(Point-per-instance localization data)
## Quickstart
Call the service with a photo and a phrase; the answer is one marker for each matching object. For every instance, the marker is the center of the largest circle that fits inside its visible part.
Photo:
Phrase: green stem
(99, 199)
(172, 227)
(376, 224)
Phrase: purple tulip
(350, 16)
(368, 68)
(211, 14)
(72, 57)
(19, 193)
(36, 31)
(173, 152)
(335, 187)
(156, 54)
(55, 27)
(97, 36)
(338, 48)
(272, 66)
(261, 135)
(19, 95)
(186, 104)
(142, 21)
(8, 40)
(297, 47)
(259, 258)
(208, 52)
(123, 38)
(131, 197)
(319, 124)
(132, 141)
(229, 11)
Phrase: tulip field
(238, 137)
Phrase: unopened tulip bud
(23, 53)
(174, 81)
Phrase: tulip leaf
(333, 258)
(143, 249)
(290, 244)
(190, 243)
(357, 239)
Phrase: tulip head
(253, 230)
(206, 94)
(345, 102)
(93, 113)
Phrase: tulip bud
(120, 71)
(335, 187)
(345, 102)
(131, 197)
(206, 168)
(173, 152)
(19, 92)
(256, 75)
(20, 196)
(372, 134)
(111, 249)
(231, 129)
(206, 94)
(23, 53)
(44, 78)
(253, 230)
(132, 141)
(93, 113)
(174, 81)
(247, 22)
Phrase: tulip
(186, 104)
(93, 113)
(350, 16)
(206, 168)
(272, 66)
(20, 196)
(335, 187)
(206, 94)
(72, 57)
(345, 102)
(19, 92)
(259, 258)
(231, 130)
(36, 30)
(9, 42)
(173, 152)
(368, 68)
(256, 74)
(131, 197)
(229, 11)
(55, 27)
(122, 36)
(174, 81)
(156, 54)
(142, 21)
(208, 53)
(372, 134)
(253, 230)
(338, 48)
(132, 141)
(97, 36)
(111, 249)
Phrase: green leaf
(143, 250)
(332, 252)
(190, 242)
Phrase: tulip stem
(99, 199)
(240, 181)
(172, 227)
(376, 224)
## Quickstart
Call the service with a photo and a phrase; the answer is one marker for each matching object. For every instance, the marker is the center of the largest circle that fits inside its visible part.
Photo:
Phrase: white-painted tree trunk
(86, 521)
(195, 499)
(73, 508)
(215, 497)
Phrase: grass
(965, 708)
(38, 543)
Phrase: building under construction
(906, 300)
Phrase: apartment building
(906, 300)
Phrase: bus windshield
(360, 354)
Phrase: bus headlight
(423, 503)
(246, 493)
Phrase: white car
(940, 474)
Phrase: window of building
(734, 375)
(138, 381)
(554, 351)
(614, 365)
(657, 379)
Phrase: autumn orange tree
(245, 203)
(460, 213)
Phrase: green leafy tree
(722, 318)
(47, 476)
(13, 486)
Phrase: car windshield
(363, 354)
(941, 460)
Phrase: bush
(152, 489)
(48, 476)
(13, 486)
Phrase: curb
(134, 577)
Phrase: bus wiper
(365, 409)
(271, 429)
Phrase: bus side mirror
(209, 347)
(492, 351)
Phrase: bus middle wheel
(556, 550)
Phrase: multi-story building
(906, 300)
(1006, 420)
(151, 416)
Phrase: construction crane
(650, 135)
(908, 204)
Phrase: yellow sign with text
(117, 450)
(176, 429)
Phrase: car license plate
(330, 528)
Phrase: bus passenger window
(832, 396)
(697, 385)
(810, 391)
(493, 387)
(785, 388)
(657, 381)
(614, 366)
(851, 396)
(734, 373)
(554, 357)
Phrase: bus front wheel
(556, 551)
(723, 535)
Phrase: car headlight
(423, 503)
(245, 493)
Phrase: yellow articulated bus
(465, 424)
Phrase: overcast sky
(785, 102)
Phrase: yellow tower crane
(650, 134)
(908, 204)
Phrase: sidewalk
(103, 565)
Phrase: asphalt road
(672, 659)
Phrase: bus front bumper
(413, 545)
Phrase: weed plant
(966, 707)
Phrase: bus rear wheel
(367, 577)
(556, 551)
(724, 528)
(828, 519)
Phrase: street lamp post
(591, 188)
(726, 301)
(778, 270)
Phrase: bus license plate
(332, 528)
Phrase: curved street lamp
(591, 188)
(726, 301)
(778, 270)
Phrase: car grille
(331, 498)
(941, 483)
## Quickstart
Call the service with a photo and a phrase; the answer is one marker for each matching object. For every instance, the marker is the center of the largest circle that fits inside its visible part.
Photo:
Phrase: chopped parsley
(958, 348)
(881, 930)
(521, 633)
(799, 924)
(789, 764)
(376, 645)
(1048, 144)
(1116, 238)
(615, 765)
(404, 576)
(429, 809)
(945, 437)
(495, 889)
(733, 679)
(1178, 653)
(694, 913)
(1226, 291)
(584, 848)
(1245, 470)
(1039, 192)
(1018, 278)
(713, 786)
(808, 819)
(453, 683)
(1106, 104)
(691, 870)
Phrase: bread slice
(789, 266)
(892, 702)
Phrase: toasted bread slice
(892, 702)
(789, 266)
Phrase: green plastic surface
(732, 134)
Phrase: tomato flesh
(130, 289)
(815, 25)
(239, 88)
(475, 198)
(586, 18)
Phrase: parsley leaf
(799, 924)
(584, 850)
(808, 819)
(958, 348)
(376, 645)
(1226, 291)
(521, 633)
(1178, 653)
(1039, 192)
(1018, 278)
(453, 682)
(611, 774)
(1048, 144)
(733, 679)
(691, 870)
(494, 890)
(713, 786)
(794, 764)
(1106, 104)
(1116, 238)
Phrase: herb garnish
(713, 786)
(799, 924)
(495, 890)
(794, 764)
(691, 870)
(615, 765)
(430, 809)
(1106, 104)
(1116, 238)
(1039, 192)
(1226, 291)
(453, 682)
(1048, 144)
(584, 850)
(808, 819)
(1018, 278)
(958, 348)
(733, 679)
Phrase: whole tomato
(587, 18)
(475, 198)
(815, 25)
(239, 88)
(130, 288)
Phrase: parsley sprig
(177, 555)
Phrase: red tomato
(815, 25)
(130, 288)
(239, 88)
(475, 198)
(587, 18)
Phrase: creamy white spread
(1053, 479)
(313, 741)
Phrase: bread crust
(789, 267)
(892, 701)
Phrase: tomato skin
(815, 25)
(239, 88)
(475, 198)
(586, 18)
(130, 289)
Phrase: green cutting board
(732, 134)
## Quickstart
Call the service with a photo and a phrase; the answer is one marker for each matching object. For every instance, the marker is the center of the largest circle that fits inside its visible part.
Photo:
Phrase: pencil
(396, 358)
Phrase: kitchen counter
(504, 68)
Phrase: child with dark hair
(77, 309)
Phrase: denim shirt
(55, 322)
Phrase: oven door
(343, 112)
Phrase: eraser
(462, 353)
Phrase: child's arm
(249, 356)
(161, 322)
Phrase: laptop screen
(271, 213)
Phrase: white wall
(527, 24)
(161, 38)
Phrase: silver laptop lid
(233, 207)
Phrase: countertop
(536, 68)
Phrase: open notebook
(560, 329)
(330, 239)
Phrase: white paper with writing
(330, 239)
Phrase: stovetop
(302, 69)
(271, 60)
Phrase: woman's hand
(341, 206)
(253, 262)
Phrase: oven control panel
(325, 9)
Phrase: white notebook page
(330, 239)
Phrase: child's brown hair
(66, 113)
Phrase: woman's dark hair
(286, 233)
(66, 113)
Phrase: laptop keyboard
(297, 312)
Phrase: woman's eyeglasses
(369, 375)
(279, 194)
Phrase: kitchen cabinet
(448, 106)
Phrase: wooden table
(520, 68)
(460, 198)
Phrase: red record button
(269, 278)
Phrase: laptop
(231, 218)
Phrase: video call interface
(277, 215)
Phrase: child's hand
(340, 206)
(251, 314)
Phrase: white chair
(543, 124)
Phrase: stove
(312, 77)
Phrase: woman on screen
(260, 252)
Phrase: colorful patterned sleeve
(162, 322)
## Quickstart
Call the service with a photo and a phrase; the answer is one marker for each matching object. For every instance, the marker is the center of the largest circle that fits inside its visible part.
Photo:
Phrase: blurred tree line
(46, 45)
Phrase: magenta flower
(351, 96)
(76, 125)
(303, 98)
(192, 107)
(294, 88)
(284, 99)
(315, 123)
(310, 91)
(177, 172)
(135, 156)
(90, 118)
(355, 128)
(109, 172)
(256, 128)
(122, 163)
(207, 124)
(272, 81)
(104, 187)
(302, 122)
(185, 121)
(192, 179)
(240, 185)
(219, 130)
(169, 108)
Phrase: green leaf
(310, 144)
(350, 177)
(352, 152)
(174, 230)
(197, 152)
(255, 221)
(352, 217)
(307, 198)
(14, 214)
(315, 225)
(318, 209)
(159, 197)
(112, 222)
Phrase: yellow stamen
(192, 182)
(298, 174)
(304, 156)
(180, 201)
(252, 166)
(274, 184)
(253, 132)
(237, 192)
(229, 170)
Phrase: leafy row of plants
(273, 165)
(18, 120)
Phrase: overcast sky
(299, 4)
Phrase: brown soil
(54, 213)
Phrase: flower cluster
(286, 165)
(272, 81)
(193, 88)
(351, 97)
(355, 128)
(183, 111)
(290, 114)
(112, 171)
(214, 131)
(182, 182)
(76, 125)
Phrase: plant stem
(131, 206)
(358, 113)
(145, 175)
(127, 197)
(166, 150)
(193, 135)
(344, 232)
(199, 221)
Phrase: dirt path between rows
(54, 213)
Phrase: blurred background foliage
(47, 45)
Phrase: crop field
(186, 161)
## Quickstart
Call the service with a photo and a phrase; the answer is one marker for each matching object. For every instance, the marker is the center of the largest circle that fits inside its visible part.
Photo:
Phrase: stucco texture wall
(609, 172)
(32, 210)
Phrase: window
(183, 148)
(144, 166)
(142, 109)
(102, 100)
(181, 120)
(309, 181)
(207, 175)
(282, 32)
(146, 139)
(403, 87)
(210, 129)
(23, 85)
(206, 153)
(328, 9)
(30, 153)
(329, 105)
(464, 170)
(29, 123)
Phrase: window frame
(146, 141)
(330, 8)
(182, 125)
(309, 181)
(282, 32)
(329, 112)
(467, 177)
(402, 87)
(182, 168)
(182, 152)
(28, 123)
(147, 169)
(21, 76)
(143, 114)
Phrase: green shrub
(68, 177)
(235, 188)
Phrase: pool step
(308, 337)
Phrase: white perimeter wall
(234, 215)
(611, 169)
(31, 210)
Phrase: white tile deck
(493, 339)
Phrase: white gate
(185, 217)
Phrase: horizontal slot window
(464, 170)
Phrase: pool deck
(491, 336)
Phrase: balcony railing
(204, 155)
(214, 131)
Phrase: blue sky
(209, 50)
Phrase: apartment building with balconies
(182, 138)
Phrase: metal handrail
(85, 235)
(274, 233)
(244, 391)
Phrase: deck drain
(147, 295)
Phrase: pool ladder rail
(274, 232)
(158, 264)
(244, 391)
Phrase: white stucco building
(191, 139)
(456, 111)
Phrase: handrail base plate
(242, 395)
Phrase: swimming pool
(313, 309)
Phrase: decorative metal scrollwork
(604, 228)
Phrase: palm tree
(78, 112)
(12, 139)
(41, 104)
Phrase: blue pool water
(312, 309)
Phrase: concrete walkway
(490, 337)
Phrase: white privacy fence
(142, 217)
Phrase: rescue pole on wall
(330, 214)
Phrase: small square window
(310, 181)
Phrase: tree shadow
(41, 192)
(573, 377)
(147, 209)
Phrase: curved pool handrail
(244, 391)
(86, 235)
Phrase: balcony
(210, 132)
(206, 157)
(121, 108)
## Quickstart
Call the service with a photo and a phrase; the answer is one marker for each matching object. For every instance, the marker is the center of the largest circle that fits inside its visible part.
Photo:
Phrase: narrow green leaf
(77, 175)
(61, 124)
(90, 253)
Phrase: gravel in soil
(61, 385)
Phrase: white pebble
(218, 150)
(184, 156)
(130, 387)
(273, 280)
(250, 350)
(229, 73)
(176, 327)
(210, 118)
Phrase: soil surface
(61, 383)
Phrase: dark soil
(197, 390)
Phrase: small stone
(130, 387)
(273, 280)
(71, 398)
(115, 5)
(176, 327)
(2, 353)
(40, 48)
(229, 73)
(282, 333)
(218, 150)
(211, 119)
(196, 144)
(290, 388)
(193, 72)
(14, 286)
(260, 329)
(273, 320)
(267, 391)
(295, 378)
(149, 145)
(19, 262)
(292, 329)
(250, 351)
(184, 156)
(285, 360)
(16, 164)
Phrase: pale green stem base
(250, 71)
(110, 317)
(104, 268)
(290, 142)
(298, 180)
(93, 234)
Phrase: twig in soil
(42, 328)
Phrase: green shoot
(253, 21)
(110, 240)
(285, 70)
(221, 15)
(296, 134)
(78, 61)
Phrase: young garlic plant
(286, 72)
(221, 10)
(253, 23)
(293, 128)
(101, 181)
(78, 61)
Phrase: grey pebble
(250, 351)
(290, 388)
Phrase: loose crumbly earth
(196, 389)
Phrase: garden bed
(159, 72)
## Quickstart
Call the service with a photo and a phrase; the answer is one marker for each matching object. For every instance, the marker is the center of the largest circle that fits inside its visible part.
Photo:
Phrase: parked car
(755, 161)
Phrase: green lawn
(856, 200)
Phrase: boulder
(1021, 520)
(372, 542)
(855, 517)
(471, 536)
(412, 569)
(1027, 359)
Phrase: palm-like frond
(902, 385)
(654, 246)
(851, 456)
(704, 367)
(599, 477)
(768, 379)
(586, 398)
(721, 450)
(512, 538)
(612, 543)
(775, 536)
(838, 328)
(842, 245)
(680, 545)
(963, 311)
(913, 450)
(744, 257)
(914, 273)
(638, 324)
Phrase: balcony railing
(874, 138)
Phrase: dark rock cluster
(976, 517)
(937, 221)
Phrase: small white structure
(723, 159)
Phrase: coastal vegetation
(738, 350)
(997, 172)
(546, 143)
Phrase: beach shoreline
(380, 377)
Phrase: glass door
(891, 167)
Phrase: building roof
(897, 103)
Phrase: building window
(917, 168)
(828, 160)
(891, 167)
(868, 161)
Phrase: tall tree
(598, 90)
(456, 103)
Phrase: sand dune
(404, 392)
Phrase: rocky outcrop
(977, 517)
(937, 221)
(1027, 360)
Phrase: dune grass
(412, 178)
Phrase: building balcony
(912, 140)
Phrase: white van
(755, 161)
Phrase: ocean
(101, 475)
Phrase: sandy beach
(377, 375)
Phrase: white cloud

» What the task asks
Copy the records above exactly, starting at the line that contains "Phrase: coastal vegetation" and ending at the last line, and leave out all earlier lines.

» Output
Phrase: coastal vegetation
(738, 350)
(997, 172)
(546, 143)
Phrase: beach shoreline
(380, 377)
Phrase: glass door
(891, 167)
Phrase: building roof
(897, 103)
Phrase: building window
(917, 168)
(828, 160)
(891, 167)
(868, 161)
Phrase: tall tree
(598, 90)
(456, 103)
Phrase: sand dune
(404, 392)
Phrase: rocky outcrop
(977, 517)
(937, 221)
(1027, 360)
Phrase: dune grass
(412, 178)
Phrase: building balcony
(912, 140)
Phrase: white van
(755, 161)
Phrase: ocean
(101, 475)
Phrase: sandy beach
(377, 375)
Phrase: white cloud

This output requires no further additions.